▶ **ACTIVITY**
Copy out every line of the records below that contains the word "block". Matching is case-sensitive.

▶ **DATA RECORDS**
================

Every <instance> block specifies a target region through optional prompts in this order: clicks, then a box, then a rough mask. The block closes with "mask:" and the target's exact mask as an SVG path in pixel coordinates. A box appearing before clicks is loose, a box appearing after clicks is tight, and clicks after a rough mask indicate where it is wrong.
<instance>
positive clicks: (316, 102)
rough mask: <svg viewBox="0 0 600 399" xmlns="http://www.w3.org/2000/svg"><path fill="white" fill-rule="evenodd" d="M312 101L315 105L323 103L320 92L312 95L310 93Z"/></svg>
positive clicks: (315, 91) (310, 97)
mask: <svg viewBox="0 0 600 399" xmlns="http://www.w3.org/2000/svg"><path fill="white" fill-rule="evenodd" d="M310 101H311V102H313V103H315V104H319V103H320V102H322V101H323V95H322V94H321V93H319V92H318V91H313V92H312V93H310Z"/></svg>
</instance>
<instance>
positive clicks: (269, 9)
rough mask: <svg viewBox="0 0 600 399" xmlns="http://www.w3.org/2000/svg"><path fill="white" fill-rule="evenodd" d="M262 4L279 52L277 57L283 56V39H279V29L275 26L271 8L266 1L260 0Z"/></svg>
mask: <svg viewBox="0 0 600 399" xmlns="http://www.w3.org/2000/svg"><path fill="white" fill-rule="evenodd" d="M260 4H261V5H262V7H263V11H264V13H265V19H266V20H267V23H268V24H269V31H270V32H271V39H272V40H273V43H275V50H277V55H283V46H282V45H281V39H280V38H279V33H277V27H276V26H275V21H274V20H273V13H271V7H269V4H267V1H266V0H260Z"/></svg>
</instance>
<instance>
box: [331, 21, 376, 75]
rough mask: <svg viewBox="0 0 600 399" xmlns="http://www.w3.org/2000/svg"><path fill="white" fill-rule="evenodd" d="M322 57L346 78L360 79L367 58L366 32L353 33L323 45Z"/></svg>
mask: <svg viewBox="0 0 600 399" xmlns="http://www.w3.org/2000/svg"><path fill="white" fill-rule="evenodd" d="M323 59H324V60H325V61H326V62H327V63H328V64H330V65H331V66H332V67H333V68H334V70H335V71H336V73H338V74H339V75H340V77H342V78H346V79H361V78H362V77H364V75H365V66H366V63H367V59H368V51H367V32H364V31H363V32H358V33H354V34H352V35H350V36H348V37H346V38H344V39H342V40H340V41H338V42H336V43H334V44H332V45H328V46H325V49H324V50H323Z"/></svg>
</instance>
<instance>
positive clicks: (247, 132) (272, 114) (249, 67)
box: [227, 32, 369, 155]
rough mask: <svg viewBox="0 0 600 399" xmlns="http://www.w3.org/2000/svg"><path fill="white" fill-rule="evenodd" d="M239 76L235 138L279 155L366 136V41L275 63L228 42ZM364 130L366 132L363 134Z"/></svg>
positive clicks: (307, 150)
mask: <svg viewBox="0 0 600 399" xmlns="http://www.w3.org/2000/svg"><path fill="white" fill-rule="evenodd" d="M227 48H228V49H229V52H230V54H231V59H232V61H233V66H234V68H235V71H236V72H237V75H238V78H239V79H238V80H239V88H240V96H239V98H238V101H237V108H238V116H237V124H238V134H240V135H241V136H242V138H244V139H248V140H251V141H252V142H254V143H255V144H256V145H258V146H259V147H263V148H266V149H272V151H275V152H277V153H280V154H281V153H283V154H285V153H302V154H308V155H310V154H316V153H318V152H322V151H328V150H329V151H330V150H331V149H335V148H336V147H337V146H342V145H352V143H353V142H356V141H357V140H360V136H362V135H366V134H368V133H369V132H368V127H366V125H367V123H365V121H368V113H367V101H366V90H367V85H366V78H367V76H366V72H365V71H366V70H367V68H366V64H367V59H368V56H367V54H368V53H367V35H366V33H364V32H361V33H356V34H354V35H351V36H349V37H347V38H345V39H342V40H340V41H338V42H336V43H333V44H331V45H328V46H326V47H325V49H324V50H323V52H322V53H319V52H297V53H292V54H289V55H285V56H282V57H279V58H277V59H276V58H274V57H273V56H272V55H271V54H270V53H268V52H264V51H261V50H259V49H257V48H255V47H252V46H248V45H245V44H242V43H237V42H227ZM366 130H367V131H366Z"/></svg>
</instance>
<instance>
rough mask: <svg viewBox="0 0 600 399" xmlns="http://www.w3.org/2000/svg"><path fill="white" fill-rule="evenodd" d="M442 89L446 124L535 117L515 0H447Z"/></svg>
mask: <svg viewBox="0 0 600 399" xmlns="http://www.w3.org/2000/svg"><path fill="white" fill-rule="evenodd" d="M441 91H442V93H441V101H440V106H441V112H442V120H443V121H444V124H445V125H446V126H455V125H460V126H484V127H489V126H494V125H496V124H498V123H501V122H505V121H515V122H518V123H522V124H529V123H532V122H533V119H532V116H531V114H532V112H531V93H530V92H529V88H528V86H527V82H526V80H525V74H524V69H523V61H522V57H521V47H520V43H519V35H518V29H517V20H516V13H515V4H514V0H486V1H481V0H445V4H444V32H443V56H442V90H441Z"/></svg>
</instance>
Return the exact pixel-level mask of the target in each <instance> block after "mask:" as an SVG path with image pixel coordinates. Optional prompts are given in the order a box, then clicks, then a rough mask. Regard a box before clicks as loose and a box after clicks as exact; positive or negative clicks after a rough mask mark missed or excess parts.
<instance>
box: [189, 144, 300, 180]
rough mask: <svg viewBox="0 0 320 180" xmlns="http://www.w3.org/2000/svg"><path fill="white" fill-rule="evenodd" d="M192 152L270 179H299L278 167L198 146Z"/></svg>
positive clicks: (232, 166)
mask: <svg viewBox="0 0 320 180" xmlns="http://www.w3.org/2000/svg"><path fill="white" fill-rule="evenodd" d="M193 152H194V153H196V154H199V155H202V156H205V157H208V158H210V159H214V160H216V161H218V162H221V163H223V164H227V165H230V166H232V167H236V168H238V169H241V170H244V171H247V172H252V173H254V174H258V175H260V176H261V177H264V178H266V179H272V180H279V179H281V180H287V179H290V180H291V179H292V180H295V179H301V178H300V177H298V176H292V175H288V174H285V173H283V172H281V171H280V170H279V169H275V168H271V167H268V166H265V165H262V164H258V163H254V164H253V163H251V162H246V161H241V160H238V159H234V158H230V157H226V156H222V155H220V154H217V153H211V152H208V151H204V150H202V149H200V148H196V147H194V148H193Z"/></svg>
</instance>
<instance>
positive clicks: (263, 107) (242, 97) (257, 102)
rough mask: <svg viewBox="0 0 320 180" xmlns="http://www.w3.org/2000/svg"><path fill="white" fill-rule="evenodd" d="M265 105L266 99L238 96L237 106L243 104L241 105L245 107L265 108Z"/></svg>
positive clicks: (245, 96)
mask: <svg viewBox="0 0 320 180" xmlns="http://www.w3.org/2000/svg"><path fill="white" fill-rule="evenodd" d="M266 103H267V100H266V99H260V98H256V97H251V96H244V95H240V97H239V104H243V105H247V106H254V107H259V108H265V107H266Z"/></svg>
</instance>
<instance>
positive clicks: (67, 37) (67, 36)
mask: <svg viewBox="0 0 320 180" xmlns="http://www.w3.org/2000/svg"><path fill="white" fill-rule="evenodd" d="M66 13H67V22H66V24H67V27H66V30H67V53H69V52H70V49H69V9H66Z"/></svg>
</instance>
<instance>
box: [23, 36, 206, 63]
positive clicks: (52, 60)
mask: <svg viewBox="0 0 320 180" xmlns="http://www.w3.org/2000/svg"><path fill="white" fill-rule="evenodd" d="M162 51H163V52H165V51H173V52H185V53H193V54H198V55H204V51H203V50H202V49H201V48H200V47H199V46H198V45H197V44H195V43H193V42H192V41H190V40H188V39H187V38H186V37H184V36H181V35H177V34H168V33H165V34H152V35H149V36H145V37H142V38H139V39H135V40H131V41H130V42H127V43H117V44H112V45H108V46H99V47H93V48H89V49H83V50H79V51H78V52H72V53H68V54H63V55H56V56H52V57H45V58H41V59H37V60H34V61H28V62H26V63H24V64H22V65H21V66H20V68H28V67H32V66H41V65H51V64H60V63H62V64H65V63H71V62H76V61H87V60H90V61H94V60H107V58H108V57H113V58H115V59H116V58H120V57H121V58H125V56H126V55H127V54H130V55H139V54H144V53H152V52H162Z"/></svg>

================

▶ **COMPLETED EXERCISE**
Every <instance> block specifies a target region through optional prompts in this order: clicks, then a box, then a rough mask. The block closes with "mask:" and the target's exact mask as an SVG path in pixel coordinates. A box appearing before clicks is loose, a box appearing after clicks is tight, and clicks after a rough mask indicate where it is wrong.
Return the exact pixel-level mask of the target in each <instance> block after "mask:" as an SVG path with image pixel coordinates. Optional prompts are given in the order a box, then clicks, then a rough mask. Regard a box before clicks as loose and a box after clicks as exact; positive or negative clicks after a rough mask mark missed or excess parts.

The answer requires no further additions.